## RECORDED DATA
────────────────
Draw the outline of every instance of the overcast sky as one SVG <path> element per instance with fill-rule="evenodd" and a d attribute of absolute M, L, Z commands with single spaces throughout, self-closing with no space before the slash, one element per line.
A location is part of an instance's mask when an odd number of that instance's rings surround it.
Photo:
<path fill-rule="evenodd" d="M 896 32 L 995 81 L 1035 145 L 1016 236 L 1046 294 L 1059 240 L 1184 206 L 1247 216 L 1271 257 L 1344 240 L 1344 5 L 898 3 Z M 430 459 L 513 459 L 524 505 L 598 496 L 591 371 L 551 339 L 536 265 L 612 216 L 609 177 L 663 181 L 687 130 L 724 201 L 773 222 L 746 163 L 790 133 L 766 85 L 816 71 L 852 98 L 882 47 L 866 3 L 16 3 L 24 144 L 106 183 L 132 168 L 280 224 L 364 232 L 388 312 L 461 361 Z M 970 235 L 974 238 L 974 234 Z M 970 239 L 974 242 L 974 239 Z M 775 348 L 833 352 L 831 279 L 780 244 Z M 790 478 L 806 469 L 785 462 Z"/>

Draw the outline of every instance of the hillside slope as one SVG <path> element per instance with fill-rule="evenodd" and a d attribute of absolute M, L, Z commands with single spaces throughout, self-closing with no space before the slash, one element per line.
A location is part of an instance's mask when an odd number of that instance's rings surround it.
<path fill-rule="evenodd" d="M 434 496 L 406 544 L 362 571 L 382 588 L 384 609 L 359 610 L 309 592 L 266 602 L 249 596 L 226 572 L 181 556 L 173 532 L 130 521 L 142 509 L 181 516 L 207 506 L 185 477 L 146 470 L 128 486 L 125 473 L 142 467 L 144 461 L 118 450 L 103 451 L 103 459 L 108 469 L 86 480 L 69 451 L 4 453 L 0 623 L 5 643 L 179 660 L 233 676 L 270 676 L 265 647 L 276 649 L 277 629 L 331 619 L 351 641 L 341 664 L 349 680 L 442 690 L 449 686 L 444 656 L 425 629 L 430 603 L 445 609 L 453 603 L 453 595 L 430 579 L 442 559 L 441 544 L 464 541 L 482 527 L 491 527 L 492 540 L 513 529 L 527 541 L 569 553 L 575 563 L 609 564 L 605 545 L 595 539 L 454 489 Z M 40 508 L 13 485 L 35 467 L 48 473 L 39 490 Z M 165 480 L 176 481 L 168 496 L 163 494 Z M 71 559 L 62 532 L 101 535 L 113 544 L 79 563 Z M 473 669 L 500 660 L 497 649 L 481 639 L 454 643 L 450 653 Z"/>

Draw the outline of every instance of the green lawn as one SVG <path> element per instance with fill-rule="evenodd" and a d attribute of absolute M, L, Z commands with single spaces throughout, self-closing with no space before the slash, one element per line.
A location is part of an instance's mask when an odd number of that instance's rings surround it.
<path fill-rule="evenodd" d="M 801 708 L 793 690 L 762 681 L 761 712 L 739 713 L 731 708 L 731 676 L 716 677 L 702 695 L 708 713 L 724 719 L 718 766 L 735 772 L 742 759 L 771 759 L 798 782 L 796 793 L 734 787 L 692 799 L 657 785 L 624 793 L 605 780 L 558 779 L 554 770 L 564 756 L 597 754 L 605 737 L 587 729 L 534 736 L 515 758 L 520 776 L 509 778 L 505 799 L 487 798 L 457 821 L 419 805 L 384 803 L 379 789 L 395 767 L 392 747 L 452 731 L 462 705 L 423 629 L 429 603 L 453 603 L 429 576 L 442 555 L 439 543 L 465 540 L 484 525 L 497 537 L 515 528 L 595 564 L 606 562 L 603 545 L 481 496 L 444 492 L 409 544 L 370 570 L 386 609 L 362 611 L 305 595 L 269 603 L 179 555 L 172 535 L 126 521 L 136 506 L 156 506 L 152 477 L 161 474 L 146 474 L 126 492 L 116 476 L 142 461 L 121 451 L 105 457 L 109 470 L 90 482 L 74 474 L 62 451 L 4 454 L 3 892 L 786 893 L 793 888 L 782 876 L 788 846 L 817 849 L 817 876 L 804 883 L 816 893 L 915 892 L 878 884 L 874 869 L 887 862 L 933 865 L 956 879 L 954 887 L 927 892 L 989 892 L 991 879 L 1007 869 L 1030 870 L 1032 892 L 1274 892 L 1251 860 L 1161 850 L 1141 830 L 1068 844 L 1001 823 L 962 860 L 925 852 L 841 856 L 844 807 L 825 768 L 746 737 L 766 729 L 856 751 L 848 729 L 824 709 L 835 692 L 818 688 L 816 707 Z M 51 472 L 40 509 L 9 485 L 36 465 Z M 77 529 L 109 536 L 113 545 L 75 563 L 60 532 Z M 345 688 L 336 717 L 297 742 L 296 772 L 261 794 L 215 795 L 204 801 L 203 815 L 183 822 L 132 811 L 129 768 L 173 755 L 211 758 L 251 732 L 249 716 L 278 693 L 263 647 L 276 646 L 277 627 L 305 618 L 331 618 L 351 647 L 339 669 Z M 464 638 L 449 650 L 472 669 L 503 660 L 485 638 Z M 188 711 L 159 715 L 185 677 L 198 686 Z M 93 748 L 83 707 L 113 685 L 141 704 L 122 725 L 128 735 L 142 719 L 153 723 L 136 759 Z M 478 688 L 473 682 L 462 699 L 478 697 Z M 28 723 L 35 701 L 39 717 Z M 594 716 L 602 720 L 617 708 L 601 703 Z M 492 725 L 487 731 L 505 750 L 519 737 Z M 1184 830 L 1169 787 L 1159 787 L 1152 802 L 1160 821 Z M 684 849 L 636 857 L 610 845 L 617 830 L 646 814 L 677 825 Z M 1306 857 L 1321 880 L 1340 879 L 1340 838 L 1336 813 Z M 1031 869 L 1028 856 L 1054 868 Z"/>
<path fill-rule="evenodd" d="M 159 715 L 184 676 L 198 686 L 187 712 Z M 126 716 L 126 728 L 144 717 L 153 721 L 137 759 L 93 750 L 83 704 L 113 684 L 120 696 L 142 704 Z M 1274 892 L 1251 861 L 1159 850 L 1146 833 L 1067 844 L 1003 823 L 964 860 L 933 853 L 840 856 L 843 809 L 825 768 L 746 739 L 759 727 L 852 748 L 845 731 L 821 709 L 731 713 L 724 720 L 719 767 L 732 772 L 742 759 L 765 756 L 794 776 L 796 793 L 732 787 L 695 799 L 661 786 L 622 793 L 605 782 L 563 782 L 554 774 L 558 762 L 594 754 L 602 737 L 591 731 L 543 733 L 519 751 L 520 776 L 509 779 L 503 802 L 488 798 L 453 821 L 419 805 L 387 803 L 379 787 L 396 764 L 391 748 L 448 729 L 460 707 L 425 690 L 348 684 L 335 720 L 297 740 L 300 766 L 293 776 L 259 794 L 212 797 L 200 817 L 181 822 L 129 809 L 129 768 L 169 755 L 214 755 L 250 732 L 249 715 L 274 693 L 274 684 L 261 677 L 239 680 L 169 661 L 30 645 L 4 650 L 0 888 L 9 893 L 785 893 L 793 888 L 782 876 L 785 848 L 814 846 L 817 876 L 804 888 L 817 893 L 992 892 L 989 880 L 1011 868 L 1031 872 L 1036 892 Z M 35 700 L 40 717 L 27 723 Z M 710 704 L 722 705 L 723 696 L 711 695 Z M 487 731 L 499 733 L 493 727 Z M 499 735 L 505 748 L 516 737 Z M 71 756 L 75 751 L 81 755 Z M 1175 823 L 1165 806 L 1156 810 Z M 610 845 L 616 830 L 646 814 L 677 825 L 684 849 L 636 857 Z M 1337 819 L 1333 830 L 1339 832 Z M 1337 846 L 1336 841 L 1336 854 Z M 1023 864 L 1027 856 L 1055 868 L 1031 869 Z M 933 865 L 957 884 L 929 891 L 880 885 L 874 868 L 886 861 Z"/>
────────────────
## WHAT YOU ARE ASKED TO DO
Convert every line of the entries above into a Markdown table with the columns "Row" and "Line", numbering the rows and omitting blank lines.

## FINISHED TASK
| Row | Line |
|---|---|
| 1 | Draw the outline of every instance of the overcast sky as one SVG <path> element per instance with fill-rule="evenodd" and a d attribute of absolute M, L, Z commands with single spaces throughout, self-closing with no space before the slash, one element per line. |
| 2 | A location is part of an instance's mask when an odd number of that instance's rings surround it. |
| 3 | Photo: |
| 4 | <path fill-rule="evenodd" d="M 896 32 L 995 81 L 1035 145 L 1016 236 L 1046 294 L 1059 240 L 1184 206 L 1247 216 L 1271 257 L 1344 240 L 1344 5 L 898 3 Z M 430 459 L 513 459 L 524 505 L 598 496 L 591 371 L 551 339 L 536 265 L 612 216 L 609 177 L 663 181 L 687 130 L 724 201 L 773 222 L 746 163 L 790 133 L 766 85 L 816 71 L 852 98 L 882 47 L 866 3 L 16 3 L 24 144 L 106 183 L 132 168 L 280 224 L 364 232 L 388 312 L 461 361 Z M 970 235 L 974 238 L 974 234 Z M 970 239 L 974 242 L 974 239 Z M 775 348 L 833 352 L 831 279 L 780 244 Z M 790 478 L 806 469 L 785 462 Z"/> |
| 5 | Draw the outline of every instance of the hillside slope as one SVG <path> element per instance with fill-rule="evenodd" and a d attribute of absolute M, L, Z commands with single spaces throughout, self-closing with no space before the slash, one element per line. |
| 6 | A location is part of an instance's mask when an odd number of that instance's rings surround it. |
| 7 | <path fill-rule="evenodd" d="M 434 496 L 406 544 L 362 571 L 382 588 L 384 609 L 359 610 L 309 592 L 266 602 L 249 596 L 226 572 L 181 556 L 173 532 L 130 521 L 142 509 L 181 516 L 207 506 L 185 477 L 146 470 L 128 486 L 125 473 L 142 467 L 144 461 L 118 450 L 103 451 L 103 459 L 108 469 L 86 480 L 69 451 L 4 453 L 0 623 L 5 643 L 179 660 L 233 676 L 270 676 L 265 647 L 276 649 L 277 629 L 331 619 L 351 641 L 341 664 L 349 680 L 442 690 L 449 686 L 444 656 L 425 629 L 430 603 L 445 609 L 453 603 L 453 595 L 430 579 L 442 559 L 441 544 L 464 541 L 482 527 L 491 527 L 492 540 L 513 529 L 527 541 L 569 553 L 575 563 L 609 564 L 605 545 L 595 539 L 454 489 Z M 40 508 L 13 485 L 35 467 L 48 473 L 39 490 Z M 165 480 L 176 481 L 168 496 L 163 494 Z M 71 559 L 62 532 L 101 535 L 113 544 L 79 563 Z M 473 669 L 500 660 L 497 649 L 481 639 L 454 643 L 450 653 Z"/> |
| 8 | Draw the outline of every instance of the green lawn as one SVG <path> element per instance with fill-rule="evenodd" and a d attribute of absolute M, L, Z commands with single spaces throughout, self-closing with no space before the slash, one element per line. |
| 9 | A location is part of an instance's mask when an odd number of that instance's rings surround it. |
| 10 | <path fill-rule="evenodd" d="M 801 708 L 793 690 L 762 681 L 761 712 L 739 713 L 731 708 L 731 676 L 716 677 L 702 695 L 708 713 L 724 719 L 718 766 L 735 772 L 742 759 L 771 759 L 798 782 L 796 793 L 734 787 L 692 799 L 657 785 L 624 793 L 605 780 L 558 779 L 554 770 L 564 756 L 597 754 L 605 737 L 587 729 L 534 736 L 515 758 L 520 776 L 509 778 L 505 799 L 487 798 L 457 821 L 419 805 L 384 803 L 379 789 L 395 767 L 392 747 L 452 731 L 462 705 L 423 629 L 429 603 L 453 603 L 429 576 L 442 555 L 439 543 L 465 540 L 484 525 L 497 537 L 515 528 L 595 564 L 606 562 L 603 545 L 481 496 L 444 492 L 409 544 L 370 570 L 386 609 L 362 611 L 305 595 L 269 603 L 179 555 L 172 535 L 126 521 L 136 506 L 156 506 L 152 477 L 161 474 L 146 474 L 126 492 L 116 476 L 142 461 L 121 451 L 105 457 L 109 470 L 90 482 L 74 474 L 62 451 L 4 454 L 3 892 L 786 893 L 793 888 L 782 876 L 788 846 L 817 849 L 817 876 L 804 883 L 816 893 L 915 892 L 878 884 L 874 869 L 887 862 L 933 865 L 956 879 L 954 887 L 927 892 L 989 892 L 991 879 L 1007 869 L 1030 870 L 1032 892 L 1274 892 L 1251 860 L 1161 850 L 1141 830 L 1068 844 L 1001 823 L 962 860 L 925 852 L 841 856 L 844 807 L 825 768 L 746 737 L 766 729 L 856 751 L 848 729 L 824 709 L 835 692 L 818 688 L 816 707 Z M 51 472 L 40 509 L 9 485 L 36 465 Z M 77 529 L 109 536 L 113 545 L 75 563 L 60 532 Z M 345 688 L 336 717 L 297 742 L 296 772 L 261 794 L 215 795 L 204 801 L 203 815 L 183 822 L 132 811 L 129 768 L 173 755 L 211 758 L 251 732 L 249 716 L 278 693 L 263 647 L 276 646 L 277 627 L 305 618 L 331 618 L 351 647 L 339 669 Z M 464 638 L 449 650 L 472 669 L 503 660 L 485 638 Z M 188 711 L 159 715 L 185 677 L 198 686 Z M 93 748 L 83 707 L 113 685 L 141 704 L 122 725 L 128 735 L 142 719 L 153 723 L 136 759 Z M 478 688 L 473 682 L 462 699 L 478 697 Z M 28 723 L 35 701 L 39 717 Z M 594 716 L 602 720 L 617 708 L 601 703 Z M 492 725 L 487 731 L 505 750 L 519 737 Z M 1184 830 L 1169 787 L 1159 787 L 1152 802 L 1160 821 Z M 684 849 L 636 857 L 610 845 L 617 830 L 646 814 L 677 825 Z M 1306 857 L 1321 880 L 1340 879 L 1340 838 L 1336 813 Z M 1031 869 L 1028 856 L 1054 868 Z"/> |
| 11 | <path fill-rule="evenodd" d="M 159 715 L 184 676 L 198 686 L 187 712 Z M 126 716 L 126 728 L 144 717 L 153 721 L 137 759 L 93 750 L 83 704 L 113 684 L 120 696 L 142 704 Z M 1274 892 L 1251 861 L 1159 850 L 1146 833 L 1067 844 L 1003 823 L 964 860 L 933 853 L 840 856 L 843 809 L 825 768 L 746 739 L 759 727 L 852 748 L 845 731 L 821 709 L 731 713 L 724 720 L 719 767 L 732 772 L 742 759 L 765 756 L 794 776 L 796 793 L 732 787 L 695 799 L 661 786 L 622 793 L 605 782 L 563 782 L 554 774 L 558 762 L 594 754 L 602 737 L 591 731 L 543 733 L 519 751 L 520 776 L 509 779 L 503 802 L 488 798 L 453 821 L 419 805 L 387 803 L 379 787 L 396 764 L 391 748 L 448 729 L 460 707 L 425 690 L 348 684 L 335 720 L 297 740 L 300 766 L 293 776 L 259 794 L 212 797 L 200 817 L 181 822 L 129 809 L 129 768 L 169 755 L 214 755 L 250 732 L 249 715 L 274 693 L 274 684 L 261 677 L 239 680 L 169 661 L 30 645 L 4 650 L 0 888 L 9 893 L 785 893 L 793 888 L 782 876 L 785 848 L 814 846 L 817 876 L 804 888 L 817 893 L 992 892 L 989 880 L 1011 868 L 1031 872 L 1036 892 Z M 35 700 L 40 717 L 27 723 Z M 710 704 L 722 705 L 723 696 L 711 695 Z M 487 731 L 499 733 L 493 727 Z M 499 735 L 505 748 L 516 737 Z M 71 756 L 75 751 L 81 755 Z M 1175 823 L 1165 806 L 1156 810 Z M 610 845 L 616 830 L 646 814 L 677 825 L 684 849 L 636 857 Z M 1337 819 L 1333 830 L 1339 832 Z M 1337 846 L 1336 841 L 1336 854 Z M 1023 864 L 1027 856 L 1055 868 L 1031 869 Z M 933 865 L 957 884 L 929 891 L 880 885 L 874 868 L 886 861 Z"/> |